* _TESTO FORNITO_:
Questo principe, che fu rassomigliato all'uccello il quale svolazzando dietro al leone si pasce de' di lui avanzi, informato dello stato di Nicea, erasi inoltrato fino a Pelecane, e dissimulando il suo intendimento, sotto colore di amicizia, aveva mandato all'esercito un piccolo corpo di milizie greche e due capitani di sicura fedeltà, con secreta istruzione che presentandosene il destro, s'impossessassero con arte di Nicea. Riesci' difatti a uno di que'due capitani appellato Bitumita di entrare nella città, ed ivi magnificando a quelli abitatori l'immane ferocia de'Latini, l'inesorabile loro natura nelle vendette, gli orrori del sacco che poteva seguire, confortavali che si arrendessero all'Imperatore di Costantinopoli, come unico rimedio a prevenire tanta sciagura. I cittadini spaventati porsero orecchio alle di lui proposte, sicché quando i Crociati si accingevano a dar l'ultimo assalto, i vessilli di Alessio apparvero sulle mura e sulle torri. Ne stupirono i Crociati; quasi tutti i loro capi ne montarono in furore; e i soldati ritiraronsi dalla pugna fremendo e ritornaronsi al vallo. Crebbe maggiormente l'universale disdegno quando fu pubblicato divieto che non permetteva a' soldati di entrare, più che a dieci per volta, nella città per essi con l'effusione di molto loro sangue conquistata, e ove erano inestimabili ricchezze a loro, in premio delle sopportate fatiche, promesse. I Greci per giustificare il fatto ricordarono i trattati firmati con Alessio e i servigi prestati a' Latini durante l'assedio; nonostante i mali umori continuavano a dimostrarsi, e soltanto si acquietarono alcun poco mediante le generose elargizioni dell'imperatore.

* _VOCI FORNITE_:
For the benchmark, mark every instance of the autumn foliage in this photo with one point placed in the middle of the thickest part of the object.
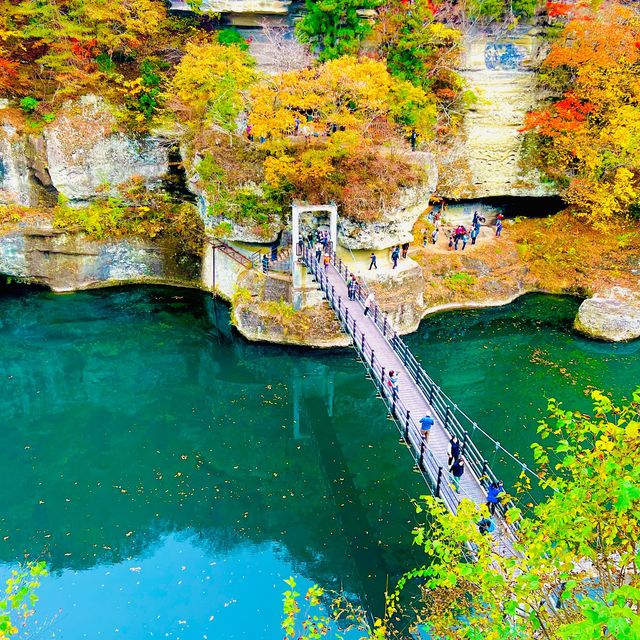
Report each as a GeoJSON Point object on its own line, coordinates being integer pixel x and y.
{"type": "Point", "coordinates": [587, 138]}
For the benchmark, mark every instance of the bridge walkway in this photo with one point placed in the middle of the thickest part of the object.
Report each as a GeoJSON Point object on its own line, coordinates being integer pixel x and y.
{"type": "Point", "coordinates": [382, 351]}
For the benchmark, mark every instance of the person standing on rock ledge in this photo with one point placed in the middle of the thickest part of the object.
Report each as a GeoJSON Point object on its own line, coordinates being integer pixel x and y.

* _ISTRUZIONI DEL COMPITO_: Secondo il testo sulla presa di Nicea, quanti soldati per volta erano autorizzati a entrare nella città in base al divieto pubblicato?

* _SOLUZIONE DEL COMPITO_: Non più di dieci per volta.